[Source data]
:::
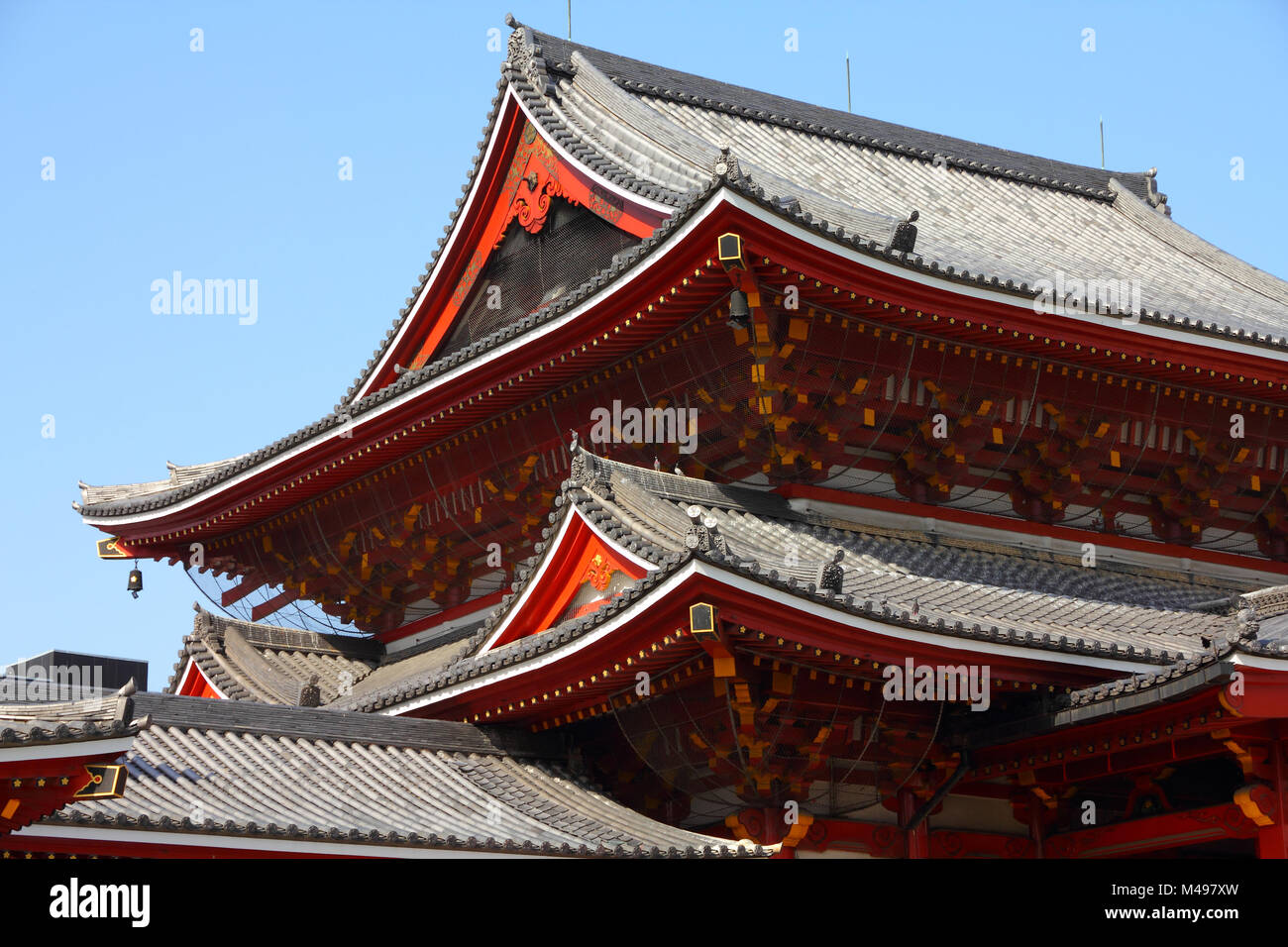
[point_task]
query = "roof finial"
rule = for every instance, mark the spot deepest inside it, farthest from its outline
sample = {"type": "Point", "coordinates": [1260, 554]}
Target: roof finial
{"type": "Point", "coordinates": [906, 235]}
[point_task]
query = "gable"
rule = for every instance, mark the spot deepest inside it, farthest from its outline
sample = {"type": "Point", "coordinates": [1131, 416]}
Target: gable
{"type": "Point", "coordinates": [580, 575]}
{"type": "Point", "coordinates": [529, 209]}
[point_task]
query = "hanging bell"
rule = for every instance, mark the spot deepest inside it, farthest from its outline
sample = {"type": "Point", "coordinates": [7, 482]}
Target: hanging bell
{"type": "Point", "coordinates": [739, 313]}
{"type": "Point", "coordinates": [136, 582]}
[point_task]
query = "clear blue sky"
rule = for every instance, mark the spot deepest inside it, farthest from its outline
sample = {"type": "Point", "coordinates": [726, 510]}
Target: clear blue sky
{"type": "Point", "coordinates": [224, 163]}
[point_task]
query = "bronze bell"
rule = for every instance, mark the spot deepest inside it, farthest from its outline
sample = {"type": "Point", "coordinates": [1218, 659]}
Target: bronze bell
{"type": "Point", "coordinates": [136, 582]}
{"type": "Point", "coordinates": [739, 313]}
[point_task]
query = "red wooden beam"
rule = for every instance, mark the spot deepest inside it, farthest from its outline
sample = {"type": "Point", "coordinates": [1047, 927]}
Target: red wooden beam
{"type": "Point", "coordinates": [1153, 834]}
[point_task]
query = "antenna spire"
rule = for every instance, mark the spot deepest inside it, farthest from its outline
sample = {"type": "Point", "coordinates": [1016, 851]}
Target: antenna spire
{"type": "Point", "coordinates": [849, 107]}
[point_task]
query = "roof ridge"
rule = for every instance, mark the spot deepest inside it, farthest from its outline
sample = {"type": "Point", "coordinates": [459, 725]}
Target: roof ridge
{"type": "Point", "coordinates": [876, 133]}
{"type": "Point", "coordinates": [290, 722]}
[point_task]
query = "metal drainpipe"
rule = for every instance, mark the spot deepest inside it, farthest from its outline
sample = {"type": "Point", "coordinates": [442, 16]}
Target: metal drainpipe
{"type": "Point", "coordinates": [919, 815]}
:::
- _YOUR GOAL_
Return all of the entries word for word, but omit the pictures.

- _RESULT FOR THIS EXERCISE_
[point_task]
query = "roof finial"
rule = for every instance, mark the spot deepest inside it, farthest from its outline
sample = {"type": "Point", "coordinates": [1260, 554]}
Target: roof finial
{"type": "Point", "coordinates": [906, 235]}
[point_task]
query = "gable"
rule = for every instance, mark the spot deepest inside it, farthest from its outline
sample = {"type": "Point", "coordinates": [1131, 416]}
Target: gable
{"type": "Point", "coordinates": [580, 575]}
{"type": "Point", "coordinates": [529, 209]}
[point_task]
query = "hanging bell"
rule = for every instance, mark the spot deepest inside it, farthest from its outline
sample = {"type": "Point", "coordinates": [7, 482]}
Target: hanging bell
{"type": "Point", "coordinates": [739, 313]}
{"type": "Point", "coordinates": [136, 582]}
[point_task]
query = "clear blue sky"
rule = for every instance, mark the spot deepest inside it, farthest from its outline
sample = {"type": "Point", "coordinates": [726, 510]}
Target: clear blue sky
{"type": "Point", "coordinates": [224, 163]}
[point_task]
query = "bronze bell"
rule = for every instance, mark the spot deepest inside it, farthest from its outline
sample = {"type": "Point", "coordinates": [1218, 659]}
Target: bronze bell
{"type": "Point", "coordinates": [136, 582]}
{"type": "Point", "coordinates": [739, 313]}
[point_task]
query = "red wooden beam"
rule = for every instance, mark the spot deepest inside it, farthest from its outline
sample = {"type": "Point", "coordinates": [1047, 927]}
Target: red wooden beam
{"type": "Point", "coordinates": [1153, 834]}
[point_task]
query = "antenna spire"
rule = for every instance, mark the spot deepest inside it, farthest from its outline
sample = {"type": "Point", "coordinates": [1016, 851]}
Target: antenna spire
{"type": "Point", "coordinates": [849, 107]}
[point_task]
query = "roof ridge"
rule = for every instance, mark the spot deepest inside it, farthest from its outline
sample = {"type": "Point", "coordinates": [459, 725]}
Target: roof ridge
{"type": "Point", "coordinates": [876, 133]}
{"type": "Point", "coordinates": [290, 722]}
[point_task]
query = "metal drainpipe"
rule = for every instance, mark the spot deepest inside it, farthest from its outline
sample = {"type": "Point", "coordinates": [442, 16]}
Target: metal drainpipe
{"type": "Point", "coordinates": [919, 815]}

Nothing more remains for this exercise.